» **Work order**:
Repeat the entries that follow, exactly as they are written.

Start of Records provided

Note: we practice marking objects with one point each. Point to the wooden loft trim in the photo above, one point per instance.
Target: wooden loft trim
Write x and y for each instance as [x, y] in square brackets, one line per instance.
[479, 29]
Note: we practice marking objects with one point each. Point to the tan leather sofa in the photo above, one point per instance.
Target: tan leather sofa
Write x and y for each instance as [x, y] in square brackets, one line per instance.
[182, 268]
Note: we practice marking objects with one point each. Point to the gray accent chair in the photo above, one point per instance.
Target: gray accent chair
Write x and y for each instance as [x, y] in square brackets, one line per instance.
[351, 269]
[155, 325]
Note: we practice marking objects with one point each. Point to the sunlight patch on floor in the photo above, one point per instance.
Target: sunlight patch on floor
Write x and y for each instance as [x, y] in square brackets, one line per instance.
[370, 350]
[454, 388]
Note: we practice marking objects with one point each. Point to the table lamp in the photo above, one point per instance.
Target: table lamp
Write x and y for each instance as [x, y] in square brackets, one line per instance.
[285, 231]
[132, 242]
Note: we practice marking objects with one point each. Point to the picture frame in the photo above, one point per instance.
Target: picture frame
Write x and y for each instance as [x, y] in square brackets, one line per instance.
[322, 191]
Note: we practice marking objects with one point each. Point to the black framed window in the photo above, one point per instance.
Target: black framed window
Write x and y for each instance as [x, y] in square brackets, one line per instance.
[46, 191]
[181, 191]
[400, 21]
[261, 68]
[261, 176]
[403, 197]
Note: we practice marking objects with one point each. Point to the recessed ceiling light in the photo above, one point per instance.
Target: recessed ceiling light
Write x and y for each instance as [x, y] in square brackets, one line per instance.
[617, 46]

End of Records provided

» **Response**:
Note: we practice marking objects with one point each. Point to the wooden loft trim in the photo above, one point per instance.
Target: wooden loft trim
Write x and y for each instance as [x, y] in square brackets, one line per instance.
[479, 29]
Note: we practice marking objects with one point each. Point to the tan leather sofa in the photo above, one point per instance.
Target: tan leather sofa
Write x and y for each instance as [x, y] in square brackets, one line per instance.
[182, 268]
Note: we practice marking objects with one point each. Point to the gray accent chair in the photo above, one point per instance.
Target: gray accent chair
Write x and y for each instance as [x, y] in square brackets, one line per instance.
[351, 269]
[155, 325]
Note: we practice marking objects with one point each. Point to the sunlight patch on floor in the photo above, one point per instance.
Target: sunlight patch on floor
Write x and y for each instance as [x, y] in square brackets, one line per instance.
[370, 350]
[454, 388]
Note: we practice marking objects with one point each. Point to the table lamp in the photo above, one point per instance.
Target: table lamp
Write x and y for each instance as [x, y] in square brackets, one line per instance.
[285, 231]
[132, 242]
Note: we practice marking objects with one point each. Point to the picture frame in the photo above, one point per instance.
Target: picture frame
Write x and y for each instance as [x, y] in square brackets, one line per instance.
[322, 191]
Note: we practice marking objects with one point each. Point to the black framed window in the photo above, one point per instance.
Target: black framed window
Write x and y for each instance as [x, y] in square brackets, one line per instance.
[46, 191]
[181, 191]
[400, 21]
[261, 68]
[261, 176]
[403, 197]
Note: we practice marking objects with one point each. Point to the recessed ceiling light in the photo above, one point per instance.
Target: recessed ceiling light
Write x and y for each instance as [x, y] in square brackets, one line per instance.
[617, 46]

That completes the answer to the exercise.